(Object detection data)
++++++++
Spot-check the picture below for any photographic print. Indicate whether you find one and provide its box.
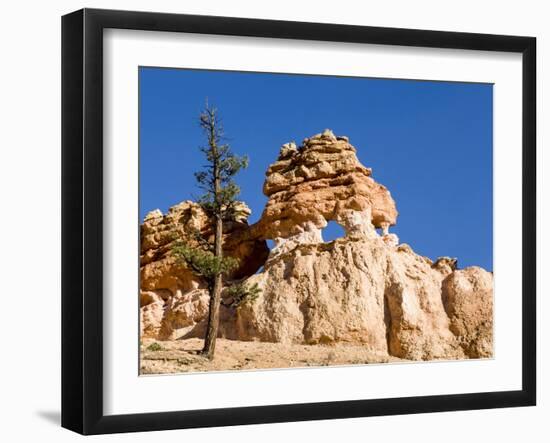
[136,66,494,375]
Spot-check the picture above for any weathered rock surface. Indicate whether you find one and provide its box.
[254,130,397,243]
[442,266,493,358]
[141,131,493,361]
[140,201,269,337]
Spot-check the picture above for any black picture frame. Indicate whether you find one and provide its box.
[62,9,536,434]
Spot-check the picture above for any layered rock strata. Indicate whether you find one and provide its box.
[141,131,493,360]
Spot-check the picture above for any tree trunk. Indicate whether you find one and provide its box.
[202,216,223,360]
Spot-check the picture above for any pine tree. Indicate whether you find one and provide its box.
[172,104,259,359]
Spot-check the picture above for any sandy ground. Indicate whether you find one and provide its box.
[140,338,399,375]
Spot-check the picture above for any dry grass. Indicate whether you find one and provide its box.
[140,338,399,374]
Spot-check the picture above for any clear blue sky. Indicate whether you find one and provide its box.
[139,68,493,270]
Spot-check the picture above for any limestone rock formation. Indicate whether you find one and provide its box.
[141,131,493,360]
[140,201,269,337]
[442,266,493,358]
[254,130,397,243]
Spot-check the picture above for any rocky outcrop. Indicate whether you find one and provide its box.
[254,130,397,249]
[442,266,493,358]
[141,131,493,360]
[140,201,269,337]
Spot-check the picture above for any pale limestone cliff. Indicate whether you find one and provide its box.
[141,131,493,360]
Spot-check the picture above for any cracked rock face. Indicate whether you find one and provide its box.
[140,201,269,337]
[141,131,493,360]
[254,130,397,245]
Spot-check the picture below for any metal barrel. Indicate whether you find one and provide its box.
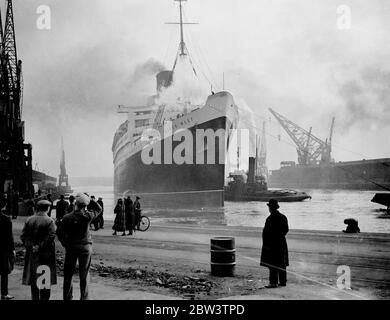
[210,237,236,277]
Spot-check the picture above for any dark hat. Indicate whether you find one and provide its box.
[267,199,279,209]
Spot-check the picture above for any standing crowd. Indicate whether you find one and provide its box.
[112,197,141,236]
[0,193,104,300]
[0,193,289,300]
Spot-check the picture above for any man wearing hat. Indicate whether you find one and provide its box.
[0,202,15,300]
[260,199,289,288]
[134,196,141,230]
[58,193,101,300]
[20,200,57,300]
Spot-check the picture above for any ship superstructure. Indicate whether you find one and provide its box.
[112,1,238,208]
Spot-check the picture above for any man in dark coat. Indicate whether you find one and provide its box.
[67,196,74,213]
[260,199,289,288]
[56,195,69,222]
[125,196,135,236]
[58,193,101,300]
[134,196,141,230]
[87,196,102,231]
[12,192,19,219]
[97,197,104,229]
[46,193,53,217]
[0,207,15,300]
[20,200,57,300]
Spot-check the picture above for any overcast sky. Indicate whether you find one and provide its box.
[6,0,390,176]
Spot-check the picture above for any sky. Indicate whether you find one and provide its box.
[6,0,390,177]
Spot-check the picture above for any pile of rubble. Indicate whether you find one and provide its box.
[91,265,216,295]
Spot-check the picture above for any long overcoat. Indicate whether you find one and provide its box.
[112,204,126,232]
[20,212,57,285]
[0,213,15,274]
[260,211,289,268]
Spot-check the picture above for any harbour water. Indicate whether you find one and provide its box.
[73,186,390,233]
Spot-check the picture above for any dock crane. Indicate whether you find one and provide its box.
[0,0,33,195]
[269,108,335,166]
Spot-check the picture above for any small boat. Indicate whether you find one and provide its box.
[371,193,390,213]
[225,162,311,202]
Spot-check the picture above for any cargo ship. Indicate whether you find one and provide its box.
[112,1,238,208]
[268,109,390,191]
[269,158,390,190]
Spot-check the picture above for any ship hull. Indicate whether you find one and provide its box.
[268,159,390,190]
[114,117,230,208]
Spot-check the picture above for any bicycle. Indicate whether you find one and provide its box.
[135,212,150,232]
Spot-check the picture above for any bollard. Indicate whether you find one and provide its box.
[210,237,236,277]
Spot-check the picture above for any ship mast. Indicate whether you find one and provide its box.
[179,0,187,56]
[166,0,197,56]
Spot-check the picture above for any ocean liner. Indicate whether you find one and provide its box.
[112,1,238,208]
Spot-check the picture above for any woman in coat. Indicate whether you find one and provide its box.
[260,199,289,288]
[20,200,57,300]
[112,199,126,236]
[125,197,135,236]
[0,203,15,300]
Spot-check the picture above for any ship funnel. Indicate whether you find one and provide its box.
[156,70,173,92]
[248,157,256,183]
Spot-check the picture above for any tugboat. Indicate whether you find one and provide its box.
[225,157,311,202]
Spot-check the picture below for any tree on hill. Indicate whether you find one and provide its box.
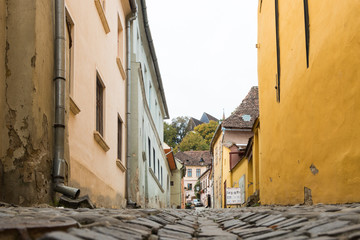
[194,120,219,146]
[164,122,178,148]
[164,117,189,148]
[179,132,209,152]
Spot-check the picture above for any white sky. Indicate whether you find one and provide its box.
[146,0,258,119]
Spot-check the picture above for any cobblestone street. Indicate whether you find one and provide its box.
[0,204,360,240]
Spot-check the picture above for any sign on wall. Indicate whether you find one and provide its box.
[226,188,241,205]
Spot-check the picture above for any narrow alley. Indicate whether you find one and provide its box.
[0,203,360,240]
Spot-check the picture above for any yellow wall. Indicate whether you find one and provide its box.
[231,158,250,206]
[211,130,223,208]
[258,0,360,204]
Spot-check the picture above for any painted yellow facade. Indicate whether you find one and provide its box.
[228,158,250,207]
[211,125,223,208]
[257,0,360,204]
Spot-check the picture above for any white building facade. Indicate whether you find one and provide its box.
[127,0,171,208]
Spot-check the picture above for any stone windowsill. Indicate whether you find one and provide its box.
[149,168,165,193]
[95,0,110,34]
[94,131,110,152]
[116,57,126,80]
[116,159,126,172]
[70,97,81,115]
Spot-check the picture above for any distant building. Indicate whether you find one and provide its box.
[186,112,219,131]
[0,0,136,207]
[210,87,259,208]
[175,151,211,203]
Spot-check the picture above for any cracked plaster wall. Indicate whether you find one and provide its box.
[0,0,54,206]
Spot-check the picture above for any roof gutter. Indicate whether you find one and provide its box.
[141,0,170,119]
[53,0,80,198]
[126,5,137,204]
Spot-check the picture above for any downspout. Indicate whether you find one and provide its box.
[53,0,80,198]
[220,131,225,208]
[126,9,137,204]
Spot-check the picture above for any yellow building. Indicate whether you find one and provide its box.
[257,0,360,204]
[210,87,259,208]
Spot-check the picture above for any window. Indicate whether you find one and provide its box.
[196,169,201,177]
[116,16,126,80]
[158,159,160,180]
[117,118,122,160]
[160,167,163,186]
[153,148,156,173]
[304,0,310,68]
[148,83,152,111]
[65,9,74,96]
[148,138,151,167]
[96,74,104,136]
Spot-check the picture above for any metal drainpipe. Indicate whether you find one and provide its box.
[53,0,80,198]
[126,12,137,203]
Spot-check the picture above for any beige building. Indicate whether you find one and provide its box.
[65,0,132,207]
[175,151,211,203]
[210,87,259,208]
[0,0,163,207]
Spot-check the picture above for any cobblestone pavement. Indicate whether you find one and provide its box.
[0,204,360,240]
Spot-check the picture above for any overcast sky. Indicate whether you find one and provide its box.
[146,0,258,119]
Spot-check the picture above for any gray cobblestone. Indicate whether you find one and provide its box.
[0,204,360,240]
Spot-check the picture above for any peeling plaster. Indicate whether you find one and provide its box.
[310,164,319,175]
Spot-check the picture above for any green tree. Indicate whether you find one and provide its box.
[194,120,219,145]
[179,132,209,152]
[171,117,189,144]
[164,117,189,149]
[164,122,178,148]
[194,180,201,200]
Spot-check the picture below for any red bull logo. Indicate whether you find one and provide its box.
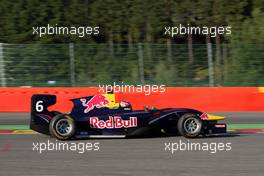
[90,116,137,129]
[80,94,110,113]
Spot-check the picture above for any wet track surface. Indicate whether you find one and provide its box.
[0,113,264,176]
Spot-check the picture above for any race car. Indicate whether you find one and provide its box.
[30,93,226,140]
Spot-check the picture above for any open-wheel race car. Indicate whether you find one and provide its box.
[30,94,226,140]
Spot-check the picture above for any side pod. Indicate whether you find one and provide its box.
[30,94,56,135]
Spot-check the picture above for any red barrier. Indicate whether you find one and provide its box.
[0,87,264,112]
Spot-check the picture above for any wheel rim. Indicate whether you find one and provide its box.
[183,117,201,134]
[56,119,72,136]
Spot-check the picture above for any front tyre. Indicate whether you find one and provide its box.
[49,114,75,140]
[178,113,202,138]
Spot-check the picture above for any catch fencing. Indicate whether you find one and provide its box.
[0,43,264,87]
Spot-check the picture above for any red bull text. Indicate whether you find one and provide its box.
[90,116,137,129]
[80,94,110,113]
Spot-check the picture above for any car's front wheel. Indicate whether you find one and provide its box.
[178,113,202,138]
[49,114,75,140]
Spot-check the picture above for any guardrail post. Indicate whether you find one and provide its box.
[138,43,145,84]
[207,43,214,87]
[0,43,6,87]
[69,43,75,87]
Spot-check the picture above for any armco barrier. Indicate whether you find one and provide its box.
[0,87,264,112]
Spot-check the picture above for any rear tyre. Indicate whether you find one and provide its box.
[177,113,202,138]
[49,114,75,140]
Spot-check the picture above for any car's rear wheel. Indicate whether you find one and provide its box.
[49,114,75,140]
[178,113,202,138]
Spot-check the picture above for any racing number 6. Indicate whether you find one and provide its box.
[36,100,44,112]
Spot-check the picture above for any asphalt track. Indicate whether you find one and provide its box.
[0,112,264,176]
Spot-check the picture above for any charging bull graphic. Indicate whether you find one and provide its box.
[80,94,110,113]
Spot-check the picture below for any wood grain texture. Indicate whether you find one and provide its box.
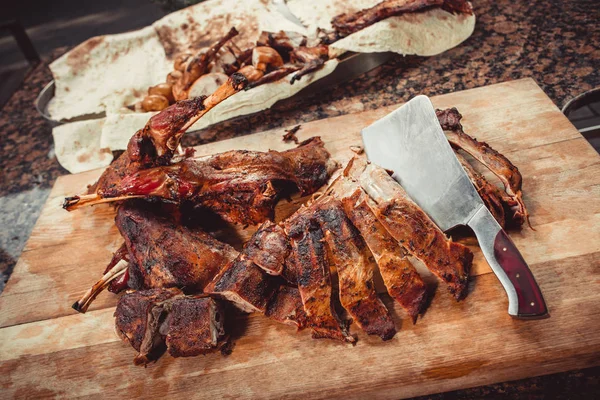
[0,80,600,398]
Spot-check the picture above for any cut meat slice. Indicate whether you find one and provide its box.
[285,207,356,343]
[204,254,277,313]
[455,150,506,228]
[265,285,308,330]
[436,108,531,227]
[360,164,473,300]
[164,297,225,357]
[335,178,427,323]
[314,196,396,340]
[244,221,290,275]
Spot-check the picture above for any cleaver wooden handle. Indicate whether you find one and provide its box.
[468,207,548,319]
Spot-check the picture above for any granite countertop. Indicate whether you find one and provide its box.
[0,0,600,398]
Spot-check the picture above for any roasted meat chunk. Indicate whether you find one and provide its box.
[436,108,531,226]
[115,288,225,365]
[244,221,290,275]
[204,253,277,313]
[165,296,225,357]
[115,288,183,364]
[115,201,238,292]
[69,137,338,224]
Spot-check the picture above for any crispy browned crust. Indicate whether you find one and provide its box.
[204,254,277,313]
[265,285,308,330]
[95,137,338,224]
[166,297,225,357]
[361,164,473,300]
[244,221,290,275]
[115,202,238,292]
[314,196,396,340]
[331,0,473,38]
[285,207,356,343]
[115,288,182,351]
[456,151,506,228]
[436,108,531,227]
[342,185,427,323]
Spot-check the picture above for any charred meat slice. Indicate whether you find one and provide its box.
[115,288,183,362]
[115,202,238,292]
[204,254,277,313]
[165,296,225,357]
[93,137,337,224]
[265,285,308,330]
[340,182,427,323]
[436,108,531,226]
[360,164,473,300]
[331,0,473,37]
[285,207,356,343]
[244,221,290,275]
[456,151,506,228]
[314,197,396,340]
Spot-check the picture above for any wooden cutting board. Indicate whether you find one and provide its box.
[0,79,600,398]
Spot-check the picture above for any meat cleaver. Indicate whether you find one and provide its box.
[362,96,548,319]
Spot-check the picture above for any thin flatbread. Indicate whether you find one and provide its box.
[287,0,475,56]
[52,118,113,174]
[152,0,306,59]
[48,27,172,120]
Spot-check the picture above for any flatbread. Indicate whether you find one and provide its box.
[52,118,113,174]
[48,27,172,120]
[100,112,157,151]
[287,0,475,57]
[190,59,338,131]
[152,0,306,59]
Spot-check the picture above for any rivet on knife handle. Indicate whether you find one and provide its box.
[468,207,548,319]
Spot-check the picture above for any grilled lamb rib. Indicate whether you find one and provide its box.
[284,207,356,343]
[115,288,225,365]
[66,137,338,224]
[63,73,248,211]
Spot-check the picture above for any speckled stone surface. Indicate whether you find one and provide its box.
[0,0,600,399]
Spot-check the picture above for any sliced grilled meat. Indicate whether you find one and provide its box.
[265,284,308,330]
[285,207,356,343]
[314,196,396,340]
[436,108,531,227]
[360,164,473,300]
[335,177,427,323]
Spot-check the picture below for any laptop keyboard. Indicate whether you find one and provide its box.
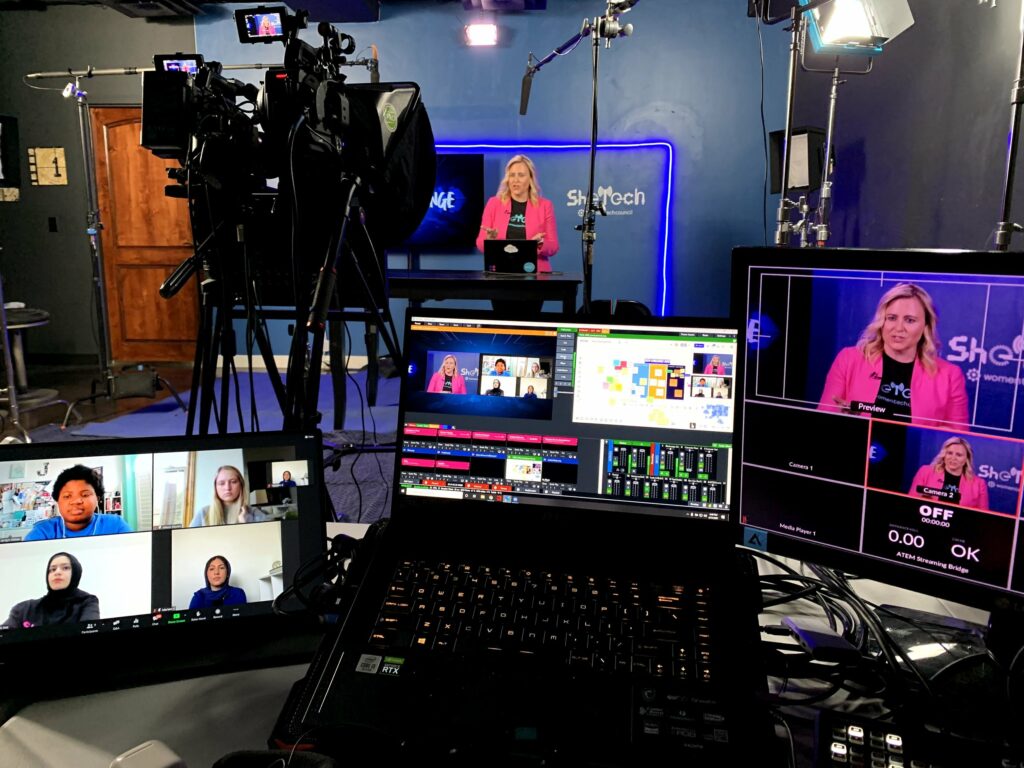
[369,561,715,684]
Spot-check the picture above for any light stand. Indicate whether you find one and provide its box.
[519,0,638,314]
[775,0,873,248]
[995,6,1024,251]
[26,67,184,428]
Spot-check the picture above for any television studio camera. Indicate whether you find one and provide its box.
[142,6,435,434]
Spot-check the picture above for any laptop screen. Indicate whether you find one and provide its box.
[0,433,325,669]
[397,312,739,521]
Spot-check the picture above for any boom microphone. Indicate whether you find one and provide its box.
[519,63,534,115]
[608,0,640,13]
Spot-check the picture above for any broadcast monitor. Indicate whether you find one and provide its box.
[733,248,1024,609]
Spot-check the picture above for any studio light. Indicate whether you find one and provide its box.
[466,24,498,45]
[800,0,913,56]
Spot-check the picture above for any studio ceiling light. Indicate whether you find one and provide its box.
[466,24,498,45]
[800,0,913,56]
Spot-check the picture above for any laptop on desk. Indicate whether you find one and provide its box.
[483,240,538,274]
[279,310,768,766]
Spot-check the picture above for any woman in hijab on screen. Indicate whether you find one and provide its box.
[188,555,246,608]
[3,552,99,629]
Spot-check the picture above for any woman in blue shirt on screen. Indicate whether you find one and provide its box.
[25,464,132,542]
[188,555,247,609]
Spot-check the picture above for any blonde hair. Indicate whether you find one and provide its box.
[932,437,974,478]
[857,283,939,374]
[206,464,247,525]
[498,155,541,205]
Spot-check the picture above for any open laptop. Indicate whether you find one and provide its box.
[483,240,538,274]
[278,310,767,766]
[0,432,326,697]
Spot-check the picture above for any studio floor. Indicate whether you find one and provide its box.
[0,361,193,440]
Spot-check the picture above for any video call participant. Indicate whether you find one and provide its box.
[705,354,725,376]
[818,283,968,424]
[25,464,132,542]
[476,155,558,314]
[3,552,99,629]
[910,437,988,509]
[188,464,266,528]
[427,354,466,394]
[188,555,247,610]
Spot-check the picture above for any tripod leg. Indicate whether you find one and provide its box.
[217,311,235,434]
[255,321,287,413]
[328,319,348,429]
[157,376,187,411]
[362,323,381,408]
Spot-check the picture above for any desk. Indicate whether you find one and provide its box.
[387,269,583,314]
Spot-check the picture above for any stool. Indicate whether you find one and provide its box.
[7,306,50,399]
[0,276,70,442]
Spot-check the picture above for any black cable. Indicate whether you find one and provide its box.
[812,566,935,699]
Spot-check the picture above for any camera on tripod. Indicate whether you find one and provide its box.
[142,6,435,431]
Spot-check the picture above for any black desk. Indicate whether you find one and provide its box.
[387,269,583,314]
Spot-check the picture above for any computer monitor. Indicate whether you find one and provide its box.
[0,433,326,695]
[406,153,484,251]
[733,248,1024,609]
[397,310,738,532]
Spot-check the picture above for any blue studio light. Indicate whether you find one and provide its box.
[800,0,913,56]
[436,139,676,316]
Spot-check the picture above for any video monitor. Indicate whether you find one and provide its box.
[396,310,738,524]
[406,154,484,251]
[153,53,203,75]
[0,433,326,696]
[234,5,289,43]
[733,248,1024,607]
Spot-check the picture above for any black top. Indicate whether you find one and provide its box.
[942,472,961,499]
[3,590,99,628]
[874,352,913,418]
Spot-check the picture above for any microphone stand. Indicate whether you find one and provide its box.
[519,0,637,314]
[766,0,873,248]
[995,1,1024,251]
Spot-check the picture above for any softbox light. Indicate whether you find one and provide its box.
[800,0,913,56]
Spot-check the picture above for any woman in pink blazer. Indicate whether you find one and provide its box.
[818,283,968,425]
[476,155,558,272]
[910,437,988,509]
[427,354,466,394]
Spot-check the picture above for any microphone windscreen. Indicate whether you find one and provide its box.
[519,73,534,115]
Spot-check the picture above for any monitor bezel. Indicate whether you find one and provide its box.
[731,246,1024,614]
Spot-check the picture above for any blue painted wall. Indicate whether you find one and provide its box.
[196,0,787,354]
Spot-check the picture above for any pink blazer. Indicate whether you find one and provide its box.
[476,195,558,272]
[427,371,466,394]
[910,462,988,509]
[818,347,968,425]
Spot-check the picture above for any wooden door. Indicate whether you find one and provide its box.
[89,106,199,362]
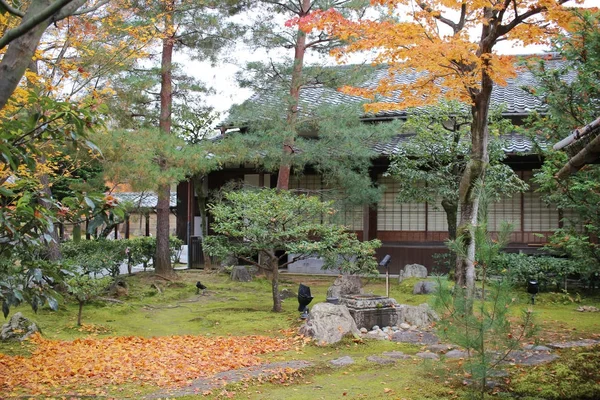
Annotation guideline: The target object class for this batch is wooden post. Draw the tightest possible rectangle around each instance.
[125,214,129,239]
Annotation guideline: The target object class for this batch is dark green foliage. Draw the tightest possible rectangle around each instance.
[529,9,600,282]
[510,346,600,400]
[489,253,582,290]
[433,224,534,399]
[61,239,128,277]
[66,273,111,326]
[61,236,183,277]
[204,189,380,312]
[0,253,64,318]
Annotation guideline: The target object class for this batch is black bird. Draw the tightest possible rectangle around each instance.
[196,281,206,294]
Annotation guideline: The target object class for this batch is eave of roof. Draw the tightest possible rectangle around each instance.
[112,192,177,209]
[221,54,570,127]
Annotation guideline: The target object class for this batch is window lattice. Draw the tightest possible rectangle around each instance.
[377,177,426,231]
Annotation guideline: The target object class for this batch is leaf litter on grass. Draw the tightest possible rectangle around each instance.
[0,334,296,395]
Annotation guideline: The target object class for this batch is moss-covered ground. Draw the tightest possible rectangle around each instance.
[0,270,600,399]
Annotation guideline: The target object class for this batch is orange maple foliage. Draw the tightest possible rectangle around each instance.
[298,0,579,112]
[0,334,295,395]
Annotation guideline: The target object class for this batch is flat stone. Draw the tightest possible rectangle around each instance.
[548,339,600,349]
[396,303,439,328]
[367,356,396,365]
[382,351,412,360]
[524,344,552,351]
[427,344,454,354]
[502,350,558,365]
[413,281,437,294]
[299,303,360,344]
[0,312,40,341]
[144,360,313,399]
[329,356,354,367]
[230,265,252,282]
[415,351,440,360]
[444,350,469,358]
[398,264,427,282]
[392,331,440,344]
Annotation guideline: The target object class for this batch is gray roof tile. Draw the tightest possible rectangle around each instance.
[112,192,177,208]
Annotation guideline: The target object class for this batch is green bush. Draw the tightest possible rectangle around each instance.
[61,239,128,277]
[61,236,183,277]
[489,253,580,288]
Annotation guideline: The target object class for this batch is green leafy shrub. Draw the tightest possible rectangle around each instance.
[61,239,128,277]
[66,273,111,326]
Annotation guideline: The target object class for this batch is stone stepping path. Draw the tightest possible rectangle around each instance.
[144,360,313,399]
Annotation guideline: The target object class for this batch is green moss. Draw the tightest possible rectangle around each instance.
[511,346,600,400]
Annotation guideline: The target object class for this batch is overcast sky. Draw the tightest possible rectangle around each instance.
[185,0,600,113]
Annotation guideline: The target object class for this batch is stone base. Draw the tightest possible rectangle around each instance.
[340,294,398,329]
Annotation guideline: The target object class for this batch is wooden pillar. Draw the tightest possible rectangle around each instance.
[125,214,129,239]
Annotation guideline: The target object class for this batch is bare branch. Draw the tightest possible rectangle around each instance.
[419,2,466,34]
[0,0,76,50]
[71,0,109,15]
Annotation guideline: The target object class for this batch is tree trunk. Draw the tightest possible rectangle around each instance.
++++++++
Please give the listing as a two-column CSV with the columns text and answer, starting at the line that contains "Spot-check the picture above for any guardrail" and stopping after the line that contains "[36,100,44,112]". Put each text and its answer in one row, quote every field and turn line breaks into spaces.

text,answer
"Spot-check the picture above for any guardrail post. Indicate whether you find one and provide its box.","[138,43,145,84] [207,43,214,87] [0,43,6,87] [69,43,75,87]"
"Spot-check the picture above for any armco barrier. Indicate whether you find one and provide its box.","[0,87,264,112]"
"Spot-check the picture above for any rear tyre. Indicate whether you find one and provide its box.","[177,113,202,138] [49,114,75,140]"
"Spot-check the picture above for any car's rear wheel. Indicate whether you find one and provide its box.","[49,114,75,140] [178,113,202,138]"
"Spot-check the picture above for any racing number 6. Indicate whether you find one and provide its box.","[36,100,44,112]"